>> BEGIN

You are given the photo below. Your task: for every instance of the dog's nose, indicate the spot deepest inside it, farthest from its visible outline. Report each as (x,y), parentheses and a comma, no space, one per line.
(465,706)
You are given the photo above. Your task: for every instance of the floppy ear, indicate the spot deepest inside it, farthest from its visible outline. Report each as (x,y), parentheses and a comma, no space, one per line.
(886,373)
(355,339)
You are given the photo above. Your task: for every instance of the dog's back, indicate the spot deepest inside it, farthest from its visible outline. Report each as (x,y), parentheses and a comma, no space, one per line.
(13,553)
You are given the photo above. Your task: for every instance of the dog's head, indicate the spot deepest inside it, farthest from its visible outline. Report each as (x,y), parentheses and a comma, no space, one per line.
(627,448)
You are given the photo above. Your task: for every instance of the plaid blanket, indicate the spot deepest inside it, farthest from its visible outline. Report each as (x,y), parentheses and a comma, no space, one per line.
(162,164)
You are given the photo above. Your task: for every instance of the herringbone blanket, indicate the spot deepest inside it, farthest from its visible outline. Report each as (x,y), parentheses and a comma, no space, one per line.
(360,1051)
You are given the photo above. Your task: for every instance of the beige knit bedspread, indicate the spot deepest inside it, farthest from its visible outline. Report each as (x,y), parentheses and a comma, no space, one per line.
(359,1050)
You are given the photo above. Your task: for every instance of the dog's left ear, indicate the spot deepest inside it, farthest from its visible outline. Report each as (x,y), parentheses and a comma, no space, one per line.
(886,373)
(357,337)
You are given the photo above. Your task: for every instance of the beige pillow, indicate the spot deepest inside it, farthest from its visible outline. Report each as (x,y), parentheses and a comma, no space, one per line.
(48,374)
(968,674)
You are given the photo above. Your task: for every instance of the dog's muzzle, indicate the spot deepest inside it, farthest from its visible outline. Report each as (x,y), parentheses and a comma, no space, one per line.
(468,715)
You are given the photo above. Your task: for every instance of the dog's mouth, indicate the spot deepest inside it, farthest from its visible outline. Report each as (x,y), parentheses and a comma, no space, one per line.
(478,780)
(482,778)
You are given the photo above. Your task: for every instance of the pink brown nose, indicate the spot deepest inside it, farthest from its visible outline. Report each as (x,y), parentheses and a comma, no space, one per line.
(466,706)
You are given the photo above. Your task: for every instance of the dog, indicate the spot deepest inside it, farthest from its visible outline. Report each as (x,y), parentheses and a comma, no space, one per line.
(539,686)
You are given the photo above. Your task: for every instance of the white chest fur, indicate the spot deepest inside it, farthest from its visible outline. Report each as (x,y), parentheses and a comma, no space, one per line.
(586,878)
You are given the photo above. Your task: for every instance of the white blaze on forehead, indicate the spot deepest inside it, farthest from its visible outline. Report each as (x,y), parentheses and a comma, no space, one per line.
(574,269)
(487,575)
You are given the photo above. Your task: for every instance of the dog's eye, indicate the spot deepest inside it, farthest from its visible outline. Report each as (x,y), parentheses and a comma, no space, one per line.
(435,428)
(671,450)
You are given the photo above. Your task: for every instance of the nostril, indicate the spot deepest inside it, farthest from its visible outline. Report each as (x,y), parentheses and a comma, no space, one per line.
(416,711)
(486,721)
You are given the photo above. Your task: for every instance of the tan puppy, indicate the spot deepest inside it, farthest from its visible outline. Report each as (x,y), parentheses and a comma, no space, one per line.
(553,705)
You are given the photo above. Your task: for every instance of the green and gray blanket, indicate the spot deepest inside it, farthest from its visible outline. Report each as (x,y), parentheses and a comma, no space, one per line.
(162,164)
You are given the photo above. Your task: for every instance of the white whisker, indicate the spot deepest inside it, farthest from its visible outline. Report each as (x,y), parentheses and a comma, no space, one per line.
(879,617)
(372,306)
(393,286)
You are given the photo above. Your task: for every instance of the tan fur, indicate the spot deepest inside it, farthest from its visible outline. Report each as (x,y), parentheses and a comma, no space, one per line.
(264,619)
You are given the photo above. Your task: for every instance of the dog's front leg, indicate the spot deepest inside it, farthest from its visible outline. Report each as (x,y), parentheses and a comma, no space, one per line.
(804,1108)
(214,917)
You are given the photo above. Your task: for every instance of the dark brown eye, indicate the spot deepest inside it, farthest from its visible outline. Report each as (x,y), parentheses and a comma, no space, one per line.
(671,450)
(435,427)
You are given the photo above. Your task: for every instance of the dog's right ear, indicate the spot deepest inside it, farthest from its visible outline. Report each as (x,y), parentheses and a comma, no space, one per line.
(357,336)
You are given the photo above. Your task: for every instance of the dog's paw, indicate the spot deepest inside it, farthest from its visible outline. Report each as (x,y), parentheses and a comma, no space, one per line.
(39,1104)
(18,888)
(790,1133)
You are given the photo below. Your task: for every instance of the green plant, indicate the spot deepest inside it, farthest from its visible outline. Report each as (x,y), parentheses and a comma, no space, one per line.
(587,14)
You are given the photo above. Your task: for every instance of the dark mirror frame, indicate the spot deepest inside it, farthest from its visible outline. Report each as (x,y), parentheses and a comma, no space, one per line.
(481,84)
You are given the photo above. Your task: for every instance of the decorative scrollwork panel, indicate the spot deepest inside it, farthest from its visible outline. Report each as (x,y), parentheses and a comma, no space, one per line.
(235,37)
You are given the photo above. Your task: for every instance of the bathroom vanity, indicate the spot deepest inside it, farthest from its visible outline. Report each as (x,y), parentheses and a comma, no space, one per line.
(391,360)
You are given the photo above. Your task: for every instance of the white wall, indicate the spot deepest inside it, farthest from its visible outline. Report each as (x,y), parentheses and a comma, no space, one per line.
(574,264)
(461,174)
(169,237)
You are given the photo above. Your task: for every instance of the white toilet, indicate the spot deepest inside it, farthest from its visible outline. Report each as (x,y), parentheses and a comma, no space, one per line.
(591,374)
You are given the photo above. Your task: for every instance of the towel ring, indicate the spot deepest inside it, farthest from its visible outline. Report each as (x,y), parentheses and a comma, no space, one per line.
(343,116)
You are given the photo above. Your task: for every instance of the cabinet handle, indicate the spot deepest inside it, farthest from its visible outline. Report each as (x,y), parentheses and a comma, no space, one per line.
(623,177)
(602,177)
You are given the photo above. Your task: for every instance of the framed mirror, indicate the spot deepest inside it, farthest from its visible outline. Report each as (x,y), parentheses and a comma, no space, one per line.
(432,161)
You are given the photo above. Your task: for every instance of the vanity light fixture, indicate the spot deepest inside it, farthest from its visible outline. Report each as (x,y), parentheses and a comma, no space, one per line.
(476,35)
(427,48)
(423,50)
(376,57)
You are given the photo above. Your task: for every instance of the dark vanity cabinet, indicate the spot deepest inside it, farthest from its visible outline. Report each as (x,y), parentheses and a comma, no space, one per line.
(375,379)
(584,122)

>> END

Exercise goal
Exact output of every entry is required.

Written reply
You are given the photo below. Your task: for every instance of the dog's nose, indicate the spot deepest inside it, farthest from its visible outline. Report each as (x,y), parentheses and a comma, no space, one per line.
(465,706)
You are given the photo above. Your task: for every instance of the floppy ear, indicate the spot deepest inside it, farthest from its visible outline. Report each as (x,y), parentheses and a comma, no space, one per line.
(886,373)
(355,339)
You are given the photo above. Your task: for every instance of the dog's back, indicate the spot deepest inside it, farthest from its visible outline. Report each as (x,y), parentheses and a comma, no space, one per line.
(13,553)
You are given the photo above. Your task: for every instance of the dog's head, indicate the spot deepest inside it, farthest from its visible outline. Report each as (x,y), parentheses and a comma, no space, one per line.
(627,448)
You are given the photo above. Your task: for every instance of the plaid blanket, indicate the spot deepest inside it, farthest from its visible outline. Report each as (x,y), parentheses and a comma, no space, one per line.
(162,164)
You are given the photo above. Your task: for every instance of the herringbone blanket, indicate the spot deepest inside it, farthest from its visible outline. Report each as (x,y), parentheses and a comma, no space, one per line.
(360,1051)
You are given the photo above. Your task: for every instance of the beige knit bedspread, indicate the spot deepest inside it, farthest from its visible outline. Report each as (x,y), parentheses and a comma, no space, one per line.
(359,1050)
You are given the photo above. Your task: for every instance of the dog's left ear, indicate the spot deepest inside it, farthest from its visible outline. Report each as (x,y), parentheses and a comma, no space, one per line.
(886,373)
(357,337)
You are given the photo above. Your task: for every instance of the beige pillow, indicate the spot deepest inside it, farthest from its visible outline. Report each as (x,y), parentheses and a comma, no space, one per line.
(48,374)
(968,674)
You are given the photo above. Your task: for every instance of the dog's muzzle, indicate the spot deepest inside it, farthest from its visible outline. Report each as (x,y), parentheses and a comma, no space, one per line.
(468,715)
You are given the photo above. Your task: for every instance of the dog's mouth, indicate the spot deepest inside it, farthest from its visible outline. Report each as (x,y), parentheses and a comma, no space, one per line.
(478,780)
(482,778)
You are given the photo above. Your task: for every instance of the pink brown nose, indicate the spot deepest inside it, farthest from its visible outline. Report each as (x,y), parentheses and a comma, no space, one per line.
(466,706)
You are given the photo above. Your task: for every instance of the dog, indicate the spot deepest inside it, farthest from its visible outline. Report each as (x,y), parentheses and a comma, no space, one per line.
(539,686)
You are given the photo above. Your task: for every instance of the white chest fur, indicate the spot deepest inside it, farthest from its visible outline. Report each as (x,y), parentheses and a comma, no space, one per line.
(586,878)
You are given the photo above. Your task: for every instance of the white blaze on forehead, indicate the spot deepest inside it, farthest from its visible outline. Report each as (x,y), parentheses and a comma, no space, one per line.
(574,269)
(487,575)
You are given the photo above. Your task: for every instance of the dog's eye, indicate the spot deepest inside it, farthest from its visible outline. Report each as (x,y), parentheses and a comma, no space, one per line.
(435,428)
(671,450)
You are given the photo above. Your task: for every instance of the nostril, indicate the spot deepest inside it, farthest from its visible outline. Report each as (x,y), parentheses and a comma, no space, one per line.
(416,711)
(486,721)
You are given the photo above. Your task: for every instance of the tan puppy, indicate the spot deepest inside it, farthest from its visible outline. Report each as (x,y), parentheses and a comma, no space, one per line.
(553,705)
You are given the photo above. Your task: for every instance of the green and gray blanket, indicate the spot deepest inside it, farthest from its visible outline. Report each as (x,y), parentheses and a comma, no space, one per line.
(162,164)
You are given the photo above. Your task: for every instance of the white whisker, indicate the spot deepest inside it, farthest from its visible outline. Report each as (x,y), parentheses and a comma, no space, one per line.
(879,617)
(372,306)
(393,286)
You are given the photo above. Your task: for every instance of the tan fur, indicate the spot deepest inside it, farthest from its visible outline. Report each as (x,y), parentheses and a comma, no space, one per line.
(264,619)
You are given the photo above. Your task: for every instance of the dog's front leg, indicate the spot deepest inside it, farthest from its visible outline. Report each as (x,y), parentheses and a comma, no space, one per line.
(804,1108)
(214,917)
You are given the photo above. Your task: for every instance of the dark brown eye, indicate the spot deepest inside it, farthest from its visible outline. Report each as (x,y), parentheses and a comma, no space, one per line.
(671,450)
(435,427)
You are given the photo above. Your task: for every instance of the dog's right ear, indicate the spot deepest inside it, farthest from its visible outline. Report each as (x,y), parentheses and a comma, no space, one per line.
(357,336)
You are given the photo above. Your task: for every instance of the dog's paw, indicate the spot deepest inside it, farthest from its visible outline. Report each as (x,y), parentheses and a comma, no space, one per line.
(39,1104)
(18,888)
(790,1133)
You are given the photo below. Your task: for every instance of the green plant, indicate the spot deepest inside it, farthest from its visible outline. Report each as (x,y), parentheses and a comma, no space, one per line.
(587,14)
You are given the photo above. Your task: for every instance of the dark mirror frame, indicate the spot deepest inside it, farthest from its visible outline. Report each as (x,y), parentheses and a comma, no space, one per line.
(481,84)
You are given the photo above. Your task: for every instance of the decorative scrollwork panel, indicate the spot deepest inside it, farthest from its visible outline. Report each as (x,y), parentheses and a comma, no space, one per line.
(235,37)
You are given the photo above. Your task: for every instance of the bathroom vanity, indicate the spot deepest inside it, farthest from its visible outline. Report each as (x,y), parentheses and a comma, no space, one per line.
(391,360)
You are given the photo above. Your task: for every instance of the white wall, indicate the spot deepest inside it, farthest from its visible outline. Report each as (x,y), parentheses and a comma, no space, one per line.
(574,264)
(461,174)
(169,237)
You are given the photo above. Your task: for every instance of the white toilet, indicate the spot deepest inside it, farthest from its visible outline. Report each as (x,y), parentheses and a comma, no space, one per line.
(591,374)
You are given the photo above. Your task: for every instance of the towel ring, indicate the spot deepest inside it, farthest from its visible outline. Report each as (x,y), parentheses and a comma, no space, one per line.
(343,116)
You are given the photo above. Your task: for every instance of the cabinet handle, indicate the spot deepest inside it, farthest from its visible outline. Report each as (x,y), parentheses and a comma, no space, one per line.
(623,177)
(602,177)
You are given the photo above. Your task: for every instance of the framed mirror, indicate the spot deepest inside it, farthest from its visible outline. Report each as (x,y), parentheses and a comma, no space, one per line.
(432,161)
You are given the photo above. Your task: for every instance of the vanity light fixture, indicate the spot deepest inside it, farthest from its visible outline. Report each as (x,y), parentheses and a comma, no space, one per line.
(476,35)
(427,48)
(423,50)
(376,57)
You are given the photo above. Your task: for every instance of the dark vanity cabinet, indicate the spot deepest inside it, farthest from its visible outline. Report each as (x,y), parentheses and a comma, no space, one per line.
(375,379)
(584,122)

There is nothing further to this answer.